-- start --

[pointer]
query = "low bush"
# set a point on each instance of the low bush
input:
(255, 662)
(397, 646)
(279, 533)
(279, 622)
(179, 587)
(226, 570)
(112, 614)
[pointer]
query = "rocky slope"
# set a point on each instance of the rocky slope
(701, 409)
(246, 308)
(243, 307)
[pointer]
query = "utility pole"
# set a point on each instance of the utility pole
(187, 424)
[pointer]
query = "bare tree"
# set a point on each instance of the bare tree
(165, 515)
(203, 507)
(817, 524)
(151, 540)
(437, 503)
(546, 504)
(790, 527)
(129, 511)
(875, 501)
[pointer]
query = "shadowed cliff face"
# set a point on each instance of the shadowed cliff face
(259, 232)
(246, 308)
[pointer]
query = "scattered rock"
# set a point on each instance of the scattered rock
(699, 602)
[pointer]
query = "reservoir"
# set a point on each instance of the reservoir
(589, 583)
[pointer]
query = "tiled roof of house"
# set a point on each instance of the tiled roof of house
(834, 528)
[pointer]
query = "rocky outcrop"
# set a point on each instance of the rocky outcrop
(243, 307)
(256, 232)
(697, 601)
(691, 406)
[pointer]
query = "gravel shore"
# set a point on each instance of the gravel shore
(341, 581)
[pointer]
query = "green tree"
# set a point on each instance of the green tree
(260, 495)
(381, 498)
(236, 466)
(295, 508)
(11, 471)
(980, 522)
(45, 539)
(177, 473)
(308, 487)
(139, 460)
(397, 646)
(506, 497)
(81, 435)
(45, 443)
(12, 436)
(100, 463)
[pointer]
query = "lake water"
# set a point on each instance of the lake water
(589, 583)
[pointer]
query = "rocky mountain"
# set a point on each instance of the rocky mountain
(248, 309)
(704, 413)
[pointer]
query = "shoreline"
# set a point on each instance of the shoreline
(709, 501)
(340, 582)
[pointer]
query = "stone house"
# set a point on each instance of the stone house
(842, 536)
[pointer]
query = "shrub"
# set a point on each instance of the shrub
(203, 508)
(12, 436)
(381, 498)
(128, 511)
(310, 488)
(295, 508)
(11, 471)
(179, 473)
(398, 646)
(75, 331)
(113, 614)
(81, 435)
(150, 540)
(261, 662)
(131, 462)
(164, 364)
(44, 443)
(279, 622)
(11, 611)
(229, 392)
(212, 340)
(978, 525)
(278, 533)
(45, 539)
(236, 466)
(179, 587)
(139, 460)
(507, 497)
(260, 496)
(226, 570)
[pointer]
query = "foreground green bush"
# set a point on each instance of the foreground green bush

-- end --

> [What you will do] Would you reproduce all the entries exactly?

> [Finished task]
[pointer]
query = "low bush"
# set a point on each instance of the low bush
input:
(255, 662)
(397, 646)
(279, 533)
(279, 622)
(179, 587)
(226, 570)
(112, 614)
[pointer]
query = "rocky slope"
# set a point on each instance of the rocky slope
(701, 409)
(246, 308)
(243, 307)
[pointer]
query = "utility pole"
# set a point on each instance of the utility pole
(187, 424)
[pointer]
query = "bare tree"
# set a point on each instance of the bare tree
(165, 515)
(203, 507)
(817, 524)
(151, 540)
(437, 503)
(546, 504)
(790, 527)
(129, 511)
(875, 501)
[pointer]
query = "shadowed cliff face"
# set a point on each instance of the shadowed cliff face
(259, 232)
(246, 308)
[pointer]
query = "scattered rock"
# set a point on each instance of the scattered rock
(699, 602)
[pointer]
query = "reservoir"
# set a point on each instance of the reservoir
(589, 583)
[pointer]
query = "tiled roof of house"
# set a point on each instance of the tiled roof of house
(834, 528)
[pointer]
query = "rocky outcrop"
# set a point on each instance of the rocky outcrop
(243, 307)
(256, 232)
(697, 601)
(691, 406)
[pointer]
query = "gravel shore"
# set a point on each instance of the gravel shore
(341, 581)
[pointer]
query = "green tree"
# set a point on each instance of the green tree
(260, 495)
(381, 498)
(236, 466)
(295, 508)
(11, 471)
(980, 522)
(45, 539)
(177, 473)
(308, 487)
(139, 460)
(397, 646)
(506, 497)
(81, 435)
(45, 443)
(12, 436)
(100, 463)
[pointer]
query = "lake water"
# set a point on each instance of the lake water
(589, 583)
[pointer]
query = "rocky mountain"
# set a point on each instance of the rocky mountain
(248, 309)
(704, 413)
[pointer]
query = "shoreline"
# set a point on each instance of the shoreline
(709, 501)
(340, 582)
[pointer]
query = "stone house"
# set a point on each instance of the stone house
(842, 536)
[pointer]
query = "shrub"
# set a point on each instance of the shrub
(203, 508)
(12, 436)
(381, 498)
(128, 511)
(310, 488)
(295, 508)
(11, 471)
(179, 473)
(398, 646)
(75, 331)
(113, 614)
(81, 435)
(150, 540)
(261, 662)
(131, 462)
(164, 364)
(44, 443)
(279, 622)
(11, 611)
(229, 392)
(212, 340)
(978, 525)
(278, 533)
(45, 539)
(236, 466)
(179, 587)
(139, 460)
(507, 497)
(260, 496)
(226, 570)
[pointer]
query = "foreground green bush"
# set a point on each instance of the foreground green bush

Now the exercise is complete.